Your objective: Write out the World Bank press release on Poland's low-emissions transition word for word, from the part that opens with the words containing "The report is" and closes with "for energy needs.".

Page excerpt:
PRESS RELEASE

Poland’s Transition to a Low-Emissions Economy is Feasible by 2030, But Will Require Concerted Effort, Says New World Bank Report

February 24, 2011




WARSAW, February 24, 2011 – While challenging, Poland can transition to a low-emissions economy as successfully as it underwent transition to a market economy in the early 1990s, according to the new World Bank report, Transition to a Low-Emissions Economy in Poland, launched today in Warsaw.

The report is part of the World Bank’s series of low-carbon growth studies. Poland’s greenhouse gas emissions are not large by global standards, constituting just one percent of the total. Moreover, its per capita emissions now stand similar to the EU average, at ten tons of emissions per capita, a reflection of the sharply reduced emissions that accompanied the transition to a market economy in the 1990s. However, given its lower income levels, Poland’s economy remains today among the least emissions-efficient in the EU. Over the next few decades, Poland appears to face a particularly difficult test: catching up to EU income levels while becoming less dependent on abundant domestic coal for energy needs.

The international agreement on climate change that is expected to eventually supersede the Kyoto Protocol and, more immediately, compliance with EU energy and climate policies, pose policy challenges for Poland. The EU 20-20-20 package requires Poland’s energy-intensive sectors, covered by the EU Emissions Trading Scheme, to contribute to the EU-wide target of a 21 percent reduction (compared with 2005) while allowing Poland’s other sectors’ emissions to increase by only 14 percent until 2020.

“We deliberately use the word ‘transition’ to indicate how comprehensive, cross-sectoral, long-lasting, and challenging this process of moving to a low-emissions economy is,” said Erika Jorgensen, Economic Adviser for the World Bank’s Europe and Central Asia Region and leading author of the report. “Still, we think this process should be much less challenging than the transition from central planning to a market economy that Poland went through in the early 1990s.”

Dataset section:
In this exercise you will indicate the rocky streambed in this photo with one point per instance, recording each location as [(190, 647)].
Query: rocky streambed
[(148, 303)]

Result below:
The report is part of the World Bank’s series of low-carbon growth studies. Poland’s greenhouse gas emissions are not large by global standards, constituting just one percent of the total. Moreover, its per capita emissions now stand similar to the EU average, at ten tons of emissions per capita, a reflection of the sharply reduced emissions that accompanied the transition to a market economy in the 1990s. However, given its lower income levels, Poland’s economy remains today among the least emissions-efficient in the EU. Over the next few decades, Poland appears to face a particularly difficult test: catching up to EU income levels while becoming less dependent on abundant domestic coal for energy needs.